Rewrite every one of the records below, substituting "circle" for each occurrence of "disc" and leaving everything else as it is.

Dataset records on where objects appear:
· · · · ·

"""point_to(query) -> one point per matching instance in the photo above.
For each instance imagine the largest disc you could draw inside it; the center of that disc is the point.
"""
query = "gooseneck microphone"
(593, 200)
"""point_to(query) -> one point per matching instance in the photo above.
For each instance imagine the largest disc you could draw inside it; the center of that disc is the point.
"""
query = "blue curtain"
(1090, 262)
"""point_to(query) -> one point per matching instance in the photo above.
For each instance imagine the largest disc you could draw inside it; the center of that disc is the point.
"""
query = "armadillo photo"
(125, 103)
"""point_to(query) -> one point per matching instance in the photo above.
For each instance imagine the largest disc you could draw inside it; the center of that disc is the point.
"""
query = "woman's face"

· · · · ·

The result.
"""point_to(query) -> one point per matching instance in the photo above.
For each instance imagine the largest circle you could draw inside it; the center of that circle is the point.
"""
query = "gooseneck microphone"
(593, 200)
"""point_to(query) -> one point per matching instance in the photo above.
For each instance imagine the largest circle you could draw inside it; the center of that circle is the point.
"""
query = "blue curtain"
(1090, 262)
"""point_to(query) -> one point per matching instance in the photo above.
For each instance imagine the largest circle you could draw inside it; the center of that circle is the point.
"""
query = "armadillo photo"
(125, 103)
"""point_to(query) -> one point per matching instance in the photo above.
For each instance imagine the largest circle you could draw inside it; the center of that circle is the point.
"""
query = "woman's face"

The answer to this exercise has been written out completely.